- _TUGAS A_:
Jawab pertanyaan berikut berdasarkan teks tentang dokter umum dan dokter spesialis:
(i) Pengurus organisasi apa yang dilantik, dan untuk periode berapa?
(ii) Di mana pelantikan itu berlangsung?
(iii) Pasal berapa dalam KODEKI yang mengatur hubungan antar dokter?
- _TUGAS B_:
Sebutkan ketiga persoalan klasik yang disampaikan dr. Gatot Suharto dalam teks tentang dokter umum dan dokter spesialis.
- _TUGAS C_:
Tuliskan lanjutan teks tentang dokter umum dan dokter spesialis, dimulai setelah kalimat terakhirnya.

- _BAGIAN TEKS_:
┄┄┄┄┄┄┄┄┄┄

Profesi dokter umum adalah salah satu garda terdepan dalam hal pelayanan kesehatan masyarakat. Namun, untuk beberapa diagnosa kesehatan tertentu, dokter umum membutuhkan dokter spesialis untuk penyelesaiannya. Sayangnya, di beberapa tempat, seringkali muncul friksi-friksi antara dokter umum dan dokter spesialis.
“Setidaknya ada tiga persoalan klasik di kalangan dokter umum. Yakni, apakah boleh menulis resep, melakukan tindakan spesialistis Sebaliknya, bagi dokter spesialis, bolehkah menangani kasus umum atau sederhana yang domainnya sebenarnya di dokter umum ? “ ujar dr. Gatot Suharto, Dipl For Med di sela-sela pelantikan Persatuan Dokter Umum Indonesia (PDUI) periode 2015 s.d 2018 di gedung ITH lantai 2 RSI Sultan Agung beberapa waktu lalu.
Meski demikian, menurut Gatot, sebaiknya “riak-riak” kecil di lapangan sebaiknya tidak usah dibesar-besarkan karena sebenarnya dokter umum atau spesialis diikat dalam Kode Etik Indonesia (KODEKI). “Dalam pasal 18 dan 19 KODEKI sebenarnya sudah diatur bagaimana hubungan antar dokter. Seperti hendaknya setiap dokter memperlakukan teman sejawatnya sebagaimana Ia sendiri ingin diperlakukan dan tidak boleh mengambil alih pasien dari teman sejawat, kecuali dengan persetujuan keduanya atau berdasarkan prosedur yang etis” tambahnya.

┄┄┄┄┄┄┄┄┄┄

- _Entri data_:
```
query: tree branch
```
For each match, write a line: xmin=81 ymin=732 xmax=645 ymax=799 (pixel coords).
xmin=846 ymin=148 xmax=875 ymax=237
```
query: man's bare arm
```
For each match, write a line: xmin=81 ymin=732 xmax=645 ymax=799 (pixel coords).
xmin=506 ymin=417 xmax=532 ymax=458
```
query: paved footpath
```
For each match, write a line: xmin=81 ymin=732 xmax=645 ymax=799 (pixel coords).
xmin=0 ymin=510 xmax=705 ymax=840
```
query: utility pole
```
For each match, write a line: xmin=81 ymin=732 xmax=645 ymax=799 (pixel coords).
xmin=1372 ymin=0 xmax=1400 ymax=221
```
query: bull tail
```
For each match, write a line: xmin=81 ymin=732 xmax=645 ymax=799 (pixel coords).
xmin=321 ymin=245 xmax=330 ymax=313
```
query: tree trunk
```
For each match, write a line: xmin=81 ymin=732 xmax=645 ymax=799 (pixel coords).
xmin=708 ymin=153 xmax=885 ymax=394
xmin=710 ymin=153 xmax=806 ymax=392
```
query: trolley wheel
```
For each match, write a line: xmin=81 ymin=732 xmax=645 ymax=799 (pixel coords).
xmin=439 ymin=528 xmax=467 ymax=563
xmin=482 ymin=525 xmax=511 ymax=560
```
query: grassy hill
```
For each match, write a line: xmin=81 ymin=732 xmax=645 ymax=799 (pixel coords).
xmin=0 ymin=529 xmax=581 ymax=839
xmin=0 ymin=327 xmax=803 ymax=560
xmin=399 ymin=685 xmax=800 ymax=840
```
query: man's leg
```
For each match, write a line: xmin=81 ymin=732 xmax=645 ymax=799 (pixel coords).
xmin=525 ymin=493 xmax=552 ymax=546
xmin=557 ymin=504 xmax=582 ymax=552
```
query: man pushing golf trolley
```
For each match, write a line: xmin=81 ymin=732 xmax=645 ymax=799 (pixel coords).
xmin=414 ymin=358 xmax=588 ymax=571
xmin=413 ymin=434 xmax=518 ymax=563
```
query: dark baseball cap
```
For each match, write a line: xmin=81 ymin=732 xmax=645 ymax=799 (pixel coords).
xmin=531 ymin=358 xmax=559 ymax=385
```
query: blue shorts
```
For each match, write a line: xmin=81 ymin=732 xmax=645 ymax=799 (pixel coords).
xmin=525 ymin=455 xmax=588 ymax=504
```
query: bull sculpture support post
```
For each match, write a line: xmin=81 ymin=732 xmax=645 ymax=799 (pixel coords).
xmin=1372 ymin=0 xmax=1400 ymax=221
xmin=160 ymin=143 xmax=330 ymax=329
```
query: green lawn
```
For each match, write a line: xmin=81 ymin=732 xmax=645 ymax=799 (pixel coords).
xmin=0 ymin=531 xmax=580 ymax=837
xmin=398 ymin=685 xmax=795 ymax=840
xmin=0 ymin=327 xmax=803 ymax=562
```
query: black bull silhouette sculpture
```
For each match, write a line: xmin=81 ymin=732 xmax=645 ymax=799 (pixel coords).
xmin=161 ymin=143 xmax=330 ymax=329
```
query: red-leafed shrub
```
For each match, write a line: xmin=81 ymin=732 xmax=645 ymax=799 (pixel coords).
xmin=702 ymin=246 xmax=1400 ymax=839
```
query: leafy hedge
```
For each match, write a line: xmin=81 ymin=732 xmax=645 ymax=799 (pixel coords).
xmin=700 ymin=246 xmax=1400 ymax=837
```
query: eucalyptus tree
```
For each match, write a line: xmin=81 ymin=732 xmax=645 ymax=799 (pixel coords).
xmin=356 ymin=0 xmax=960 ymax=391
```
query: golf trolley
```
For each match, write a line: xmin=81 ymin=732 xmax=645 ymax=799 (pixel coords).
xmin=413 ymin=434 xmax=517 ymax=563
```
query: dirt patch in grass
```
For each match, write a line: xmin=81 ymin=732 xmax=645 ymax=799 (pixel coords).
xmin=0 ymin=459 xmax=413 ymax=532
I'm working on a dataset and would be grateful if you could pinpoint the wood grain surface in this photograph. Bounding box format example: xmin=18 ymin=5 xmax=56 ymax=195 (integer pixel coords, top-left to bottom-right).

┄┄┄┄┄┄┄┄┄┄

- _JAWABAN YANG DIHARAPKAN A_:
(i) Persatuan Dokter Umum Indonesia (PDUI), periode 2015 s.d 2018.
(ii) Di gedung ITH lantai 2 RSI Sultan Agung.
(iii) Pasal 18 dan 19.

- _JAWABAN YANG DIHARAPKAN B_:
1. Apakah boleh menulis resep.
2. Apakah boleh melakukan tindakan spesialistis.
3. Bagi dokter spesialis, bolehkah menangani kasus umum atau sederhana yang domainnya sebenarnya di dokter umum.

- _JAWABAN YANG DIHARAPKAN C_:
Khusus kepada dokter umum, Gatot berpesan untuk berpegang teguh pada kewajiban dokter sesuai yang diatur dalam KODEKI. Yakni memberikan pelayanan medis sesuai dengan standar profesi dan standar prosedur operasional serta kebutuhan medis pasien.
Meski demikian, Gatot mengingatkan dokter umum untuk menghadapi tantangan yang mungkin dihadapi selama kepengurusan pertama, tekhnologi kedokteran yang meningkat. Kedua, kesadaran hokum masayarakat dan tekhnologi informasi yang meningkat dan pola hidup kesehatan yang sudah bergeser.